What this task involves:
Please copy word for word the entries starting at the line containing "A note for the class: find the handheld" and ending at the last line of the entries.

(Recorded data)
◇ ◇ ◇
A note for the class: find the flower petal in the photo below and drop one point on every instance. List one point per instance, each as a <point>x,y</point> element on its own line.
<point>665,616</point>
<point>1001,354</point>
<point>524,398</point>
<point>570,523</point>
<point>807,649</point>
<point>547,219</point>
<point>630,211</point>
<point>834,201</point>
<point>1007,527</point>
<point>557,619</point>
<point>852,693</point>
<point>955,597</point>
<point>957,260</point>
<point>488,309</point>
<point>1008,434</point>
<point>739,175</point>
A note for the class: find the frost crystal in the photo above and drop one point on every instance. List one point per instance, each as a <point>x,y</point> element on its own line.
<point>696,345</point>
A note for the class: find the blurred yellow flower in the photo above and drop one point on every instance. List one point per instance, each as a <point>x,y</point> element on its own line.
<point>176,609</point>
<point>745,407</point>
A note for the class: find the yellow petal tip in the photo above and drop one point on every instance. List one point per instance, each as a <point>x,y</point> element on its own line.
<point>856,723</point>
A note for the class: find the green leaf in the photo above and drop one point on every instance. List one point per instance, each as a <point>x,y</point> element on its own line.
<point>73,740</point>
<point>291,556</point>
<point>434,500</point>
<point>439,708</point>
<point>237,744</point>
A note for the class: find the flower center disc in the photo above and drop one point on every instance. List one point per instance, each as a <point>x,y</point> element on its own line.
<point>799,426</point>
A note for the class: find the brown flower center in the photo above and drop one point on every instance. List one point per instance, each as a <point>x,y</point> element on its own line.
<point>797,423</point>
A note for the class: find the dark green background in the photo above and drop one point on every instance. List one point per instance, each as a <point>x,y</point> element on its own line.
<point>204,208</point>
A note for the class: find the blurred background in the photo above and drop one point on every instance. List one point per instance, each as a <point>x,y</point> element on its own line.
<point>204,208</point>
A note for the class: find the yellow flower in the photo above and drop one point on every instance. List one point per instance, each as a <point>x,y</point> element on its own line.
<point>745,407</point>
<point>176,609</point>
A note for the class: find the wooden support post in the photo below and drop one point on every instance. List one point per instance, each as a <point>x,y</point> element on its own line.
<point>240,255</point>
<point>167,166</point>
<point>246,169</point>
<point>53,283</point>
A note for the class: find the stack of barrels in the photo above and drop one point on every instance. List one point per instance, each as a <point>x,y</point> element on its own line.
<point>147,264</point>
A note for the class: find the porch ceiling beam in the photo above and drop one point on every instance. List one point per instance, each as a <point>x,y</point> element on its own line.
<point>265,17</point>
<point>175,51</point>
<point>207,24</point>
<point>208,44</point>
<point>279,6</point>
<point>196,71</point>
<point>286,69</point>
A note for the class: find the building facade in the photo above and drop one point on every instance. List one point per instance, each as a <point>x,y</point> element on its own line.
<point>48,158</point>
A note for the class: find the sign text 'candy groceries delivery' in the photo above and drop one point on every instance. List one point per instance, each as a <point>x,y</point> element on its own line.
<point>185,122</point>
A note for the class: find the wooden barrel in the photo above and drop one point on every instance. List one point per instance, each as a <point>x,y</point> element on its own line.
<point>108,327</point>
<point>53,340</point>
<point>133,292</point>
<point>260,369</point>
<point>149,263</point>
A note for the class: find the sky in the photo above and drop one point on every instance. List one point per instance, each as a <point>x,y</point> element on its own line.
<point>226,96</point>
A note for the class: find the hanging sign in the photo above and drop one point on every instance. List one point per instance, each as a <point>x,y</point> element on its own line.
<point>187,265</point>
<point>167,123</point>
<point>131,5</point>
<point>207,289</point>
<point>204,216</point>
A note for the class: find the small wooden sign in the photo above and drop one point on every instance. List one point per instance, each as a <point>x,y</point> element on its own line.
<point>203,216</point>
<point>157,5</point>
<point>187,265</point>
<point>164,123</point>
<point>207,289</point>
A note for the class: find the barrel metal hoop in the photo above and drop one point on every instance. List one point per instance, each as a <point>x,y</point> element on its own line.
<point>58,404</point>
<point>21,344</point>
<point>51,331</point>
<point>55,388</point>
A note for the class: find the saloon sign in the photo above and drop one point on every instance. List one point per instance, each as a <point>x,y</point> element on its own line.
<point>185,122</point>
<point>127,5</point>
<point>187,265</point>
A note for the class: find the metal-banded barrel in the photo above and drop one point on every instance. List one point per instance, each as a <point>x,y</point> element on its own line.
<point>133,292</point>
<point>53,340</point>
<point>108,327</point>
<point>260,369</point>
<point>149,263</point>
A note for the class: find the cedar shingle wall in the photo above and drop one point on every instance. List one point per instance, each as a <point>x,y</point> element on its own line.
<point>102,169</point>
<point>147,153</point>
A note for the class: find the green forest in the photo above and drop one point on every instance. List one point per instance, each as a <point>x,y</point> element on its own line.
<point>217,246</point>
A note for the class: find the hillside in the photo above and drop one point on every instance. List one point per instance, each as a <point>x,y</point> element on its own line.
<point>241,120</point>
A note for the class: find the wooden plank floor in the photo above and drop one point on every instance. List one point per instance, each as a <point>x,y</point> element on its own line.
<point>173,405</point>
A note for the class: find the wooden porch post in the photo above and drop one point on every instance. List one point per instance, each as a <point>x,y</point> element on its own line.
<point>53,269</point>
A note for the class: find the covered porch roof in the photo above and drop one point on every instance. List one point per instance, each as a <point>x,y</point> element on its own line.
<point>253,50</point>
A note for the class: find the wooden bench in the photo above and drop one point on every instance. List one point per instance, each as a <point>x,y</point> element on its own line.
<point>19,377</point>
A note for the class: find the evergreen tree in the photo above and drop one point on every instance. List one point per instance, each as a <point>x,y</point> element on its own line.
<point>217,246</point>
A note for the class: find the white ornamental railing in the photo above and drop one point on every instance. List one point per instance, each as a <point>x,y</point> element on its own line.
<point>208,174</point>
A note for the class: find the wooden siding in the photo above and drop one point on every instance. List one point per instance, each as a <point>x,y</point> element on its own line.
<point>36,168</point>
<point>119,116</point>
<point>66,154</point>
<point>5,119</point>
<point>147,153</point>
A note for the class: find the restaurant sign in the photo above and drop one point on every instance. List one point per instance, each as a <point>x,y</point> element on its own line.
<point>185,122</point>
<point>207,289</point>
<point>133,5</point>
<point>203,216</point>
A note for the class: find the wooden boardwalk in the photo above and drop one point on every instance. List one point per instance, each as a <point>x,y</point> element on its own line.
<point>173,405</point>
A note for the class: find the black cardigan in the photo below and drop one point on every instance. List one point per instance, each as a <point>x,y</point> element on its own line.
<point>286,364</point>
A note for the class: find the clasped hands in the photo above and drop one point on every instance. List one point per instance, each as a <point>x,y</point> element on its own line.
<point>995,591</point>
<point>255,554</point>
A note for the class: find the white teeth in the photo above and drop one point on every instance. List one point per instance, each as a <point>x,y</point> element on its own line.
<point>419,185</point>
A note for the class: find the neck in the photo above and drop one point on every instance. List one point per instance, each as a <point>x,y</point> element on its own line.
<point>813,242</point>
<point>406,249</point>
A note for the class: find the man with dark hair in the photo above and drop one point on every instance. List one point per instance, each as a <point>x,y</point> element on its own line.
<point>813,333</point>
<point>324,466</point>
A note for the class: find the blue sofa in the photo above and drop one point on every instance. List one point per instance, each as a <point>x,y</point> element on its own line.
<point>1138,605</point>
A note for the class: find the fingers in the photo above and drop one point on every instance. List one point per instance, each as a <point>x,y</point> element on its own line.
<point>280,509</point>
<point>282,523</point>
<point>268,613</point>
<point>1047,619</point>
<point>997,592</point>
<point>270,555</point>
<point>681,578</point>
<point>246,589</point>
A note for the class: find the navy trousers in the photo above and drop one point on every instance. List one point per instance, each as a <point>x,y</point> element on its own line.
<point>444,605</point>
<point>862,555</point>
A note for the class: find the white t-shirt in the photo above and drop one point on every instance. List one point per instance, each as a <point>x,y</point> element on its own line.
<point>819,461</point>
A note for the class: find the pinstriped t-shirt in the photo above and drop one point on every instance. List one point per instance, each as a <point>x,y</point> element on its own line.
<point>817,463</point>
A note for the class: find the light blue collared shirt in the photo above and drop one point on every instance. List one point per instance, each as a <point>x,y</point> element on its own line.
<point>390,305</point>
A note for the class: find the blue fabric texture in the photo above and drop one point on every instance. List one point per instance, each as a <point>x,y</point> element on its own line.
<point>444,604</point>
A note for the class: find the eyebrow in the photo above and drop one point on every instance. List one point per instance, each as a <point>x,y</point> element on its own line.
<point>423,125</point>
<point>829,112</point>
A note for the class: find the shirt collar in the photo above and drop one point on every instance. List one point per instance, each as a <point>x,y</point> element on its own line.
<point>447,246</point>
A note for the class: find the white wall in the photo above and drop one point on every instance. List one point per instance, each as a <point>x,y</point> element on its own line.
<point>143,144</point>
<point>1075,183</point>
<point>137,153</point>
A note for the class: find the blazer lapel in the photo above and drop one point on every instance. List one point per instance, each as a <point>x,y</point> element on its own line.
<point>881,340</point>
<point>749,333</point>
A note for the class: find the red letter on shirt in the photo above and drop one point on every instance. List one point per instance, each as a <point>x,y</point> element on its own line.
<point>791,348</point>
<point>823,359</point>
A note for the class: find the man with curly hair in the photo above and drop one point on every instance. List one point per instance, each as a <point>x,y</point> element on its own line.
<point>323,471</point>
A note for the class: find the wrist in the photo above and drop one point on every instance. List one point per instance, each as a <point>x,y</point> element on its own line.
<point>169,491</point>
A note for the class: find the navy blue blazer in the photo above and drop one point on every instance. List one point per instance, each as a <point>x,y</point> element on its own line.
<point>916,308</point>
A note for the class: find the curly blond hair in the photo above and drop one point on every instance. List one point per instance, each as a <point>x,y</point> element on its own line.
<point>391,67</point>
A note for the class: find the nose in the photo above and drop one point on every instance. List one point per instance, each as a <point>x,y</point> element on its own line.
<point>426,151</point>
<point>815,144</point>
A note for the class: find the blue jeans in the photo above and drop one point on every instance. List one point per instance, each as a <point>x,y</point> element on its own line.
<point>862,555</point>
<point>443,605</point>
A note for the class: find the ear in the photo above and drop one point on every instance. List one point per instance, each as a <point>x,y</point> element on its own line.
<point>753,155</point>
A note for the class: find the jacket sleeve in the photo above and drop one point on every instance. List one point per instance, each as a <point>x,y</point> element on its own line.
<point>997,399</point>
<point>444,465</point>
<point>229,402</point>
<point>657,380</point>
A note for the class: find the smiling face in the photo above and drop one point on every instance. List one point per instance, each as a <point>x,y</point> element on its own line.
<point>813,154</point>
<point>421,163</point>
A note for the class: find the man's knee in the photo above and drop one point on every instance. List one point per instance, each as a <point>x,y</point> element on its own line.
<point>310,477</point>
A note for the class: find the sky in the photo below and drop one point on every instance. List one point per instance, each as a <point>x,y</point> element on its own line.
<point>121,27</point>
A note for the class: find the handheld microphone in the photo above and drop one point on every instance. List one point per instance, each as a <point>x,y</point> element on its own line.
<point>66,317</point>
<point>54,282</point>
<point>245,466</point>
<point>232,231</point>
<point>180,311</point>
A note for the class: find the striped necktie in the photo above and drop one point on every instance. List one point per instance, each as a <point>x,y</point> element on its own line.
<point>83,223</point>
◇ ◇ ◇
Final result:
A note for the class: find the handheld microphone in the photo above and drop one point on every instance. List one point per instance, each as a <point>x,y</point> element on its own line.
<point>66,317</point>
<point>54,282</point>
<point>245,466</point>
<point>232,231</point>
<point>180,311</point>
A note for the class: find the striped necktie in the photo above and drop one point on every instance. List one point per instance, each as a <point>x,y</point> element on its own line.
<point>83,223</point>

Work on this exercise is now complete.